Selected excerpt:

** Start **

Move UNIX domain sockets garbage collector out of `unp_lock.
authormvs <mvs@openbsd.org>
Tue, 16 Nov 2021 08:56:19 +0000 (08:56 +0000)
committermvs <mvs@openbsd.org>
Tue, 16 Nov 2021 08:56:19 +0000 (08:56 +0000)
Except `unp_ino' this leaves only per-socket data protected by
`unp_lock'. The `unp_ino' protection is not the big deal and will be
done with mutex(9) in the future diff.

The garbage collector flags moved from from `unp_flags' to unp_gcflags'.

The two new locks introduced to protect garbage collector data. The
`unp_gc_lock' rwlock(9) protects `unp_defer', `unp_gcing', `unp_gcflags'
and `unp_link' list. The `unp_df_lock' protects `ud_link' list.

We need to simultaneously lock `unp_gc_lock' and `unp_lock'. When we
perform unp_attach() or unp_detach() we link PCB to `unp_link' list with
`unp_lock' held. But when unp_gc() does `unp_link' list walkthrough with
the `unp_gc_lock' lock held it should lock socket while performs
`so_rcv' buffer scan and the lock order should be the opposite.

** End **

Dataset excerpt:

** Start **

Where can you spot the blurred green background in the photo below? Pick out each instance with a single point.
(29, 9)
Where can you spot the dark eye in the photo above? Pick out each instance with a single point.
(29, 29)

** End **

Parts of the exercise:
[1] In the commit message, quote the passage that starts with "Move UNIX domain" and goes on through "ud_link' list.".
[2] Translate this sentence from the commit message into Spanish: "The `unp_ino' protection is not the big deal and will be done with mutex(9) in the future diff."
[3] Summarize the commit message in two sentences.

Answers to the exercises:
[1]
Move UNIX domain sockets garbage collector out of `unp_lock.
authormvs <mvs@openbsd.org>
Tue, 16 Nov 2021 08:56:19 +0000 (08:56 +0000)
committermvs <mvs@openbsd.org>
Tue, 16 Nov 2021 08:56:19 +0000 (08:56 +0000)
Except `unp_ino' this leaves only per-socket data protected by
`unp_lock'. The `unp_ino' protection is not the big deal and will be
done with mutex(9) in the future diff.

The garbage collector flags moved from from `unp_flags' to unp_gcflags'.

The two new locks introduced to protect garbage collector data. The
`unp_gc_lock' rwlock(9) protects `unp_defer', `unp_gcing', `unp_gcflags'
and `unp_link' list. The `unp_df_lock' protects `ud_link' list.

[2] La protección de `unp_ino' no es gran cosa y se hará con mutex(9) en un diff futuro.

[3] The commit moves the UNIX domain sockets garbage collector out of `unp_lock', leaving that lock to protect only per-socket data apart from `unp_ino', and moves the garbage collector flags from `unp_flags' to `unp_gcflags'. It adds two new locks, `unp_gc_lock' for `unp_defer', `unp_gcing', `unp_gcflags' and the `unp_link' list and `unp_df_lock' for the `ud_link' list, and explains that `unp_gc_lock' and `unp_lock' must be held at the same time, with the lock order in unp_gc() opposite to that in unp_attach() and unp_detach().